Reproduce the records below exactly; no pictures.

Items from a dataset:
◆ ◆ ◆

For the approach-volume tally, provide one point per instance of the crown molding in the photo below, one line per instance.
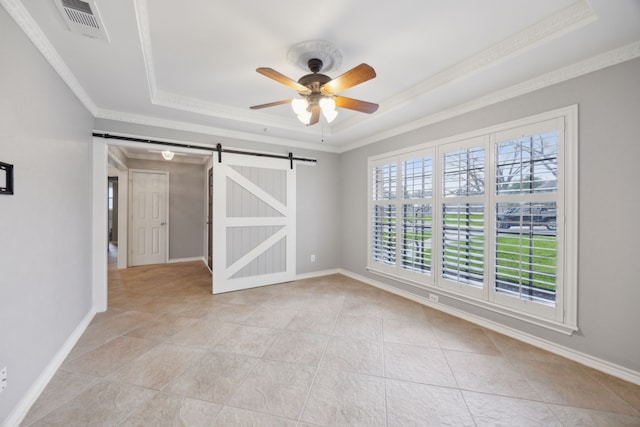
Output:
(209, 130)
(568, 19)
(607, 59)
(25, 21)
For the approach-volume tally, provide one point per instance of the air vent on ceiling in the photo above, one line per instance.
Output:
(82, 17)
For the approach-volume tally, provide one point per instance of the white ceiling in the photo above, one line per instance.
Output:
(191, 65)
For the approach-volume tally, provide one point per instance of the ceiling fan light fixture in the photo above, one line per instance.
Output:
(327, 104)
(300, 106)
(330, 116)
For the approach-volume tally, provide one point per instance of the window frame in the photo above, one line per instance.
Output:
(561, 318)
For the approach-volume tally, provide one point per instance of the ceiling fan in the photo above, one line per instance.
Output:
(319, 92)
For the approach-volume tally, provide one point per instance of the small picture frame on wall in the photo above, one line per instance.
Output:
(6, 178)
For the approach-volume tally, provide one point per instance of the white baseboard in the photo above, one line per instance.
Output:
(22, 408)
(197, 258)
(317, 274)
(579, 357)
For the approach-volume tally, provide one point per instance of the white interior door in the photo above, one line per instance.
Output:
(254, 222)
(148, 235)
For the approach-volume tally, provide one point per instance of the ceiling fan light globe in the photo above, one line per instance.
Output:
(300, 106)
(305, 117)
(327, 104)
(330, 116)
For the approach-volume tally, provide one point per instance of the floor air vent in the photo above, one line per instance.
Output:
(82, 17)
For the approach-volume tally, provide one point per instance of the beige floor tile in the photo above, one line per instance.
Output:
(298, 347)
(214, 377)
(627, 391)
(417, 364)
(200, 334)
(464, 337)
(166, 410)
(110, 356)
(242, 418)
(489, 374)
(295, 301)
(499, 411)
(105, 315)
(157, 367)
(396, 307)
(419, 405)
(63, 387)
(312, 322)
(328, 342)
(354, 355)
(328, 303)
(577, 417)
(108, 329)
(268, 317)
(571, 385)
(368, 307)
(245, 340)
(236, 313)
(515, 349)
(275, 388)
(360, 327)
(343, 398)
(105, 404)
(403, 331)
(160, 328)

◆ ◆ ◆

REPLY TO THE EXERCISE:
For the approach-volume tally, provide one point per instance of the crown molding in the photo below, one line per instance.
Output:
(209, 130)
(568, 19)
(607, 59)
(25, 21)
For the approach-volume tally, provide one point per instance of the air vent on ceiling in the photo above, one line per instance.
Output:
(82, 17)
For the approach-volume tally, provide one point per instance of the white ceiling in the photo above, one line per instance.
Output:
(191, 65)
For the approach-volume tally, provide one point per instance of the ceiling fan light fixture in the photo above, one line per instance.
Output:
(327, 104)
(300, 106)
(330, 116)
For the approach-volume tally, provide one point per instance of the window frame in the photo above, one line per instance.
Output:
(561, 318)
For the approach-volume tally, provide one point per instance of the ceiling fan in the photo above, one line per instance.
Output:
(319, 92)
For the approach-volume tally, provide one point per instance of the small picture frame on wall in the photo above, one line per instance.
Output:
(6, 178)
For the approach-volume tally, provide one point per instance of the white baseboard in the photo above, one line per instance.
Output:
(22, 408)
(197, 258)
(317, 274)
(579, 357)
For the approach-volume tally, provide one point per instance of the white interior door in the photo above, one line per instance.
Output:
(254, 222)
(148, 235)
For the approach-volume tally, provide one point per instance of the ceiling fan light globe in the photo above, one line per instance.
Output:
(300, 106)
(305, 117)
(327, 104)
(330, 116)
For the approach-volume tally, provide one point per instance of the floor air vent in the photo above, one line per instance.
Output:
(82, 17)
For the approach-volume tally, provide one point per instance of the beige floor tile in the photo above, one line per instance.
Output:
(298, 347)
(214, 377)
(627, 391)
(417, 364)
(200, 334)
(464, 337)
(166, 410)
(110, 356)
(242, 418)
(489, 374)
(295, 301)
(499, 411)
(105, 315)
(157, 367)
(396, 307)
(419, 405)
(63, 387)
(312, 322)
(328, 342)
(354, 355)
(328, 303)
(577, 417)
(108, 329)
(268, 317)
(571, 385)
(368, 307)
(245, 340)
(236, 313)
(515, 349)
(275, 388)
(360, 327)
(343, 398)
(105, 404)
(403, 331)
(160, 328)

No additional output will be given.